PASSAGE TO READ
- - - -

Humboldt Bay’s clean yet productive waters are one of the main reasons it is home to both extensive eelgrass beds and an expanding shellfish aquaculture industry that generates more than $10 million in sales per year.
Yet the aquaculture industry must now contend with a new threat that is altering the chemistry of seawater: ocean acidification. The impact of intensifying ocean acidification on aquaculture in Humboldt Bay, and the extent to which eelgrass may reduce these impacts, is the focus of a new project by California Sea Grant Extension Specialist Dr. Joe Tyburczy and collaborators at Humboldt State University, with funding awarded by the Ocean Protection Council.
The team, which includes industry partner Terry Sawyer of Hog Island Oyster Company, will install a state-of-the-art monitoring instrument called a Burkolator to track Humboldt Bay’s carbonate chemistry at the company’s new oyster hatchery. The researchers will place additional sensors in coastal waters outside the bay and establish the first bay-wide monitoring program for eelgrass.

- - - -

GIVEN RECORDS
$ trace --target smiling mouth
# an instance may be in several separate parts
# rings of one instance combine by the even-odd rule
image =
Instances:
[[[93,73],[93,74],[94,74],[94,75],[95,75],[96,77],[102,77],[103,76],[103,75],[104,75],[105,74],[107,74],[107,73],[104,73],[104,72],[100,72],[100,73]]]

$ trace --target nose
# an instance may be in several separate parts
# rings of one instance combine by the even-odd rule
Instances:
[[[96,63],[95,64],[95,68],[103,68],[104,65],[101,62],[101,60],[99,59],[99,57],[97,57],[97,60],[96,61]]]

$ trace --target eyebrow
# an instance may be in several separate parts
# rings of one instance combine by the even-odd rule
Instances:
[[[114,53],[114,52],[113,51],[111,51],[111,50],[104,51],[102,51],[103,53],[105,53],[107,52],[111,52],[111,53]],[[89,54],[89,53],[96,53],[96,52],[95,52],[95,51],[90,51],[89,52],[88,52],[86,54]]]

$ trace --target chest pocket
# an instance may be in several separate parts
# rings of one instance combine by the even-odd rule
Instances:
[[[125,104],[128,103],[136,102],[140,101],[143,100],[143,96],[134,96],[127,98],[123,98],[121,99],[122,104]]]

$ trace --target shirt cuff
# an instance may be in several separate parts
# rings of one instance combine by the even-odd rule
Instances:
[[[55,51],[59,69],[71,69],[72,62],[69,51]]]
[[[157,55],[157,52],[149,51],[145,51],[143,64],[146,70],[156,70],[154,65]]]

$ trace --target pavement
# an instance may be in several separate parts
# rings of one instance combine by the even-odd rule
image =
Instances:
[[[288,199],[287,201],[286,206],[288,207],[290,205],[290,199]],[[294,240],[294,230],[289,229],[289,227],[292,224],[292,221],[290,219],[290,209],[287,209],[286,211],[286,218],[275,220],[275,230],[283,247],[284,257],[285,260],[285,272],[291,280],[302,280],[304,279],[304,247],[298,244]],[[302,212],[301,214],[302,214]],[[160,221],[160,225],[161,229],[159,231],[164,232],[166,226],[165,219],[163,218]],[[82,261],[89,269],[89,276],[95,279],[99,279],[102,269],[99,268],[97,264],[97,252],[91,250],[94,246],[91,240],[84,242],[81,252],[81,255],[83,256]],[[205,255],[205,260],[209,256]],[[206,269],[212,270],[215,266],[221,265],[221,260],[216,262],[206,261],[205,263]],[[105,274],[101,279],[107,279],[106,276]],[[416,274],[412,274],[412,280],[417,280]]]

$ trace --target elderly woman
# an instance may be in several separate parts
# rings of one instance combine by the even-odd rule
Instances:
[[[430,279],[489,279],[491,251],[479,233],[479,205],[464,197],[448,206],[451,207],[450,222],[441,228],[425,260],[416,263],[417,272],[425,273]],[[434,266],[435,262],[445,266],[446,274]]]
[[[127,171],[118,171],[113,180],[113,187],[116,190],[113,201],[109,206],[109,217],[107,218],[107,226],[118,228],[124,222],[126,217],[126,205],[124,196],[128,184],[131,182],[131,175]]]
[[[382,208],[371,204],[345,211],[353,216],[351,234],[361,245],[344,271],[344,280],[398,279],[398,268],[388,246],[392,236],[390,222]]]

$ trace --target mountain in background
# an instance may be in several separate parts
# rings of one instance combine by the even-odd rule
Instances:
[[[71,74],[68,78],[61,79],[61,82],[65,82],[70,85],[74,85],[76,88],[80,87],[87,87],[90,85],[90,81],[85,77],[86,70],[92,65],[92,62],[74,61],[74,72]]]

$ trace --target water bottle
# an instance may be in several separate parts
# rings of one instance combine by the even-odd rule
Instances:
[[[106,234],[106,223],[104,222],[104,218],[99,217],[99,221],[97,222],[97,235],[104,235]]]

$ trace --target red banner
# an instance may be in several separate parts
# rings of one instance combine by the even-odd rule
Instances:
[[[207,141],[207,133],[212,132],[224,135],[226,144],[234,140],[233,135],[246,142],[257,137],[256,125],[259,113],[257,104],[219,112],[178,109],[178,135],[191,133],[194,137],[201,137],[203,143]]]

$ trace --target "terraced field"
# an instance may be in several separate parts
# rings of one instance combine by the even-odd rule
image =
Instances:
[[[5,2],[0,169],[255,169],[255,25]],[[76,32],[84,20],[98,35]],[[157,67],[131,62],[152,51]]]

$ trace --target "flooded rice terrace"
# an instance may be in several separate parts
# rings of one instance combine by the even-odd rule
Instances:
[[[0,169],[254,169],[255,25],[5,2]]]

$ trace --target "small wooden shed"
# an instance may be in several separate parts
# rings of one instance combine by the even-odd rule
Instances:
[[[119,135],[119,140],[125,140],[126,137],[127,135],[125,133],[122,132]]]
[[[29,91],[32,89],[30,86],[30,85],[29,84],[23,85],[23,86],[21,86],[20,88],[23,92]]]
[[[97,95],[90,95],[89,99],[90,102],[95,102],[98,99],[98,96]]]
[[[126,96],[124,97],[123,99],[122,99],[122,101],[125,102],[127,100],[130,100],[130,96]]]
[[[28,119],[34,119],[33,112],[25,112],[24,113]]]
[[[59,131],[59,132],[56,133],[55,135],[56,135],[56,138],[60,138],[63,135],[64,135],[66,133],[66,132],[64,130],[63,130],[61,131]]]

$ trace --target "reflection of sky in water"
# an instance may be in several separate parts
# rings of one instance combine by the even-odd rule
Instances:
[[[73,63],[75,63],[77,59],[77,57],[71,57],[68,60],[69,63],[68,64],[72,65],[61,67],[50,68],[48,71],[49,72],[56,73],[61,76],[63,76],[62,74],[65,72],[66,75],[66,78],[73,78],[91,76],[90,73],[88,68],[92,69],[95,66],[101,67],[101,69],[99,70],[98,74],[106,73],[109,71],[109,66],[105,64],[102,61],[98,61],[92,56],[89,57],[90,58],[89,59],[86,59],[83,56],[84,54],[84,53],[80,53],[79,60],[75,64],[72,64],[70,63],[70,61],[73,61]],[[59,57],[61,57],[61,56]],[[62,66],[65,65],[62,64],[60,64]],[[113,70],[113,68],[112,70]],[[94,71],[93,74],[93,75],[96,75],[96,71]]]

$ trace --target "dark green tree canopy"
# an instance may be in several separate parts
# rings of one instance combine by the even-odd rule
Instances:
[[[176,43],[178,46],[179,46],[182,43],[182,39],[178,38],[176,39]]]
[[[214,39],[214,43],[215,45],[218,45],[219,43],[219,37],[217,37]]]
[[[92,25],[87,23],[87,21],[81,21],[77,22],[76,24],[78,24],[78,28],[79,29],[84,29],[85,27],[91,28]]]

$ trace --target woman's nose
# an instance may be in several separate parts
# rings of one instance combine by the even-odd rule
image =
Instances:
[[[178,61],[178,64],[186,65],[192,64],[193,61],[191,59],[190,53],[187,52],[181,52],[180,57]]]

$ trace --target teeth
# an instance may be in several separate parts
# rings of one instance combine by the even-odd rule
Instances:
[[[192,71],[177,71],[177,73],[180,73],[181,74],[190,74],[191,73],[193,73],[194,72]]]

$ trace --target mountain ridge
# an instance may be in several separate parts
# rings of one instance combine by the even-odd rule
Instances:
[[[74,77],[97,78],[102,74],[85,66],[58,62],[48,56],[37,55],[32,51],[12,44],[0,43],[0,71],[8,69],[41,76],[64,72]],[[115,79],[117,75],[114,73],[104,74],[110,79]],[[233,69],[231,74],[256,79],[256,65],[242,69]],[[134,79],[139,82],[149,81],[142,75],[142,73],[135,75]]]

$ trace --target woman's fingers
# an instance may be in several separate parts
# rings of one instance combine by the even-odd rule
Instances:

- - - -

STUDY QUESTIONS
1. In the Humboldt Bay text, what monitoring instrument will the team install at the oyster hatchery?
2. Print a part of the Humboldt Bay text word for word. Begin at the words "Yet the aquaculture" and stop after "Ocean Protection Council.".

YOUR RESPONSES
1. A Burkolator.

2.
Yet the aquaculture industry must now contend with a new threat that is altering the chemistry of seawater: ocean acidification. The impact of intensifying ocean acidification on aquaculture in Humboldt Bay, and the extent to which eelgrass may reduce these impacts, is the focus of a new project by California Sea Grant Extension Specialist Dr. Joe Tyburczy and collaborators at Humboldt State University, with funding awarded by the Ocean Protection Council.